Humoral immune response
IgM is the first immunoglobulin produced after initial strain 19 immunization, followed by IgG. IgG1 is the most abundant and its concentration exceeds that of IgG2. Age at immunization and number of organisms administered affect the antibody response magnitude and duration. After standard dose immunization, IgG antibody concentrations decline to diagnostically insignificant levels over 3-6 months, with residual antibody predominantly IgM. A minimum dose may take 2-7 months to develop "reactor" titres, while a large dose produces significant agglutinin titre in 2-4 weeks. Most infected animals develop a diagnostic agglutinin titre 30-60 days after exposure, but there is a great variation in response from animal to animal. Infected animals may not produce IgG antibodies until parturition, making it difficult to differentiate from non-infected vaccinated animals. IgM is the most efficient antibody in the tube agglutination test, while IgG1 has the capacity to block agglutination by other isotypes77.
Cellular immune response
Brucella bacteria produce antibodies to survive in macrophage cells. Virulent strains of Brucella can survive in normal macrophages for long periods, making recovery from infection dependent on increased bactericidal activity of phagocytic cells. T-lymphocytes release lymphokines to activate macrophages. Brucella antigens recognized by T-cells stimulate antibody release. Cell-mediated immunity is induced by live organisms capable of establishing persistent intracellular infection and certain types of antigens. The role of cytotoxic cells in the immune response to Brucella is unknown. More studies are needed to understand protective immunity to Brucella 78.

▶ _Instructions_
1. Name every immunoglobulin class or subclass that the section on the humoral immune response to Brucella mentions.
2. Continue the text on immune responses to Brucella from the point where it stops.
Nothing in the records that follow is needed for working with the Brucella immunity text.

▶ _Provided records_
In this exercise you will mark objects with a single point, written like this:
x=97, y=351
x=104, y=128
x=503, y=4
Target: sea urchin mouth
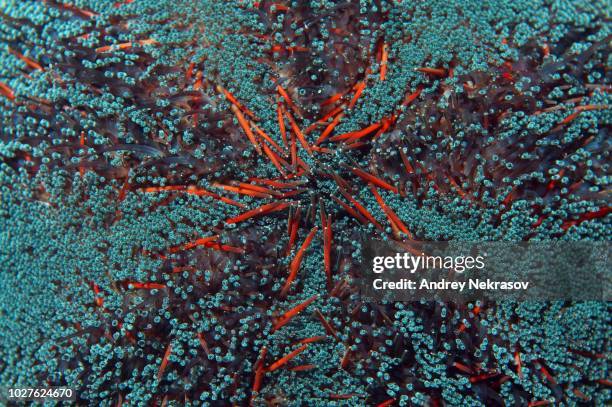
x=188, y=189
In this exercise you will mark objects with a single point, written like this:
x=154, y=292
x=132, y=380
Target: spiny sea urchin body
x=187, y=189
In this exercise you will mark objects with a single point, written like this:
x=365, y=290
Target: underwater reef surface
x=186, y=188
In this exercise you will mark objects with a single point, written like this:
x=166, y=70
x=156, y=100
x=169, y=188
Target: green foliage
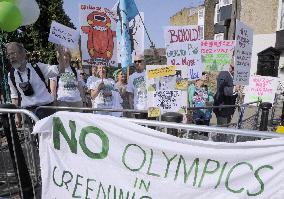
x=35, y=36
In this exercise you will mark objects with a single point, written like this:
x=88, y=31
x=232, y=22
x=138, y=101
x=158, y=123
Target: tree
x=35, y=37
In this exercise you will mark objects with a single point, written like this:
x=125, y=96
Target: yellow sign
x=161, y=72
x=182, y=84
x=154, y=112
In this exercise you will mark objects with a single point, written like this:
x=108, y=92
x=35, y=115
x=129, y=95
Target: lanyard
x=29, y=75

==

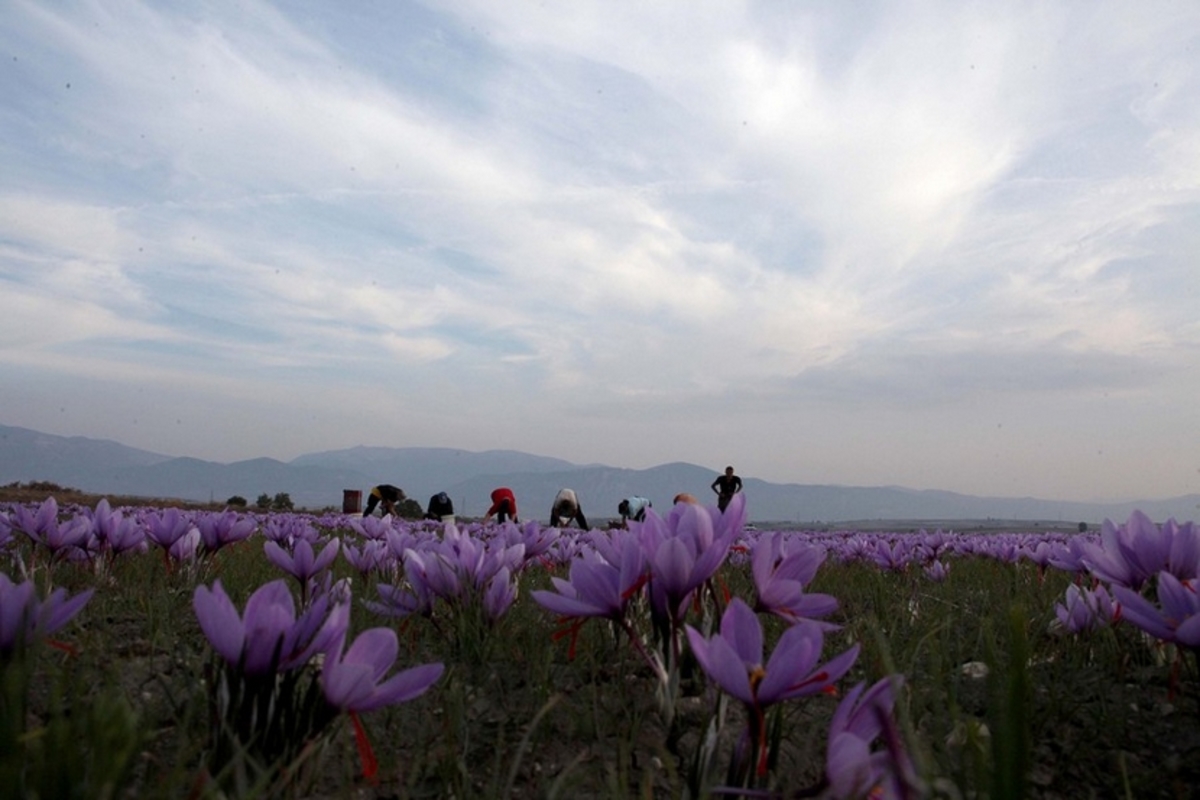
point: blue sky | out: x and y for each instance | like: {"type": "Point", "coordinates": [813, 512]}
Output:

▶ _Task results_
1. IgM, IgG, IgG1, IgG2

2.
Conclusion
Camels in Ethiopia are essential for pastoralists, but their productivity is affected by various diseases, including Brucellosis. The disease's prevalence is on the rise globally and requires urgent intervention to prevent further spread. Brucellosis has severe consequences for both animal and human health, and eradication can only be achieved through control, prevention, and surveillance. Risk factors for the disease include age, parity, herd size, and inadequate vaccination. Awareness campaigns, vaccination programs, and establishment of suitable laboratories are recommended. To minimize occupational and public health risks, people should avoid consuming unpasteurized dairy products, and proper disposal of aborted fetuses and contaminated materials is necessary.
Acknowledgments
The authors extend gratitude to Hawassa University Faculty of Veterinary Medicine for providing materials and internet used to write this manuscript.
Authorship contribution statement
WW: Writing and review the manuscript. SAN: Conceptualizing and editing edit the manuscript. All authors have read and approved the manuscript.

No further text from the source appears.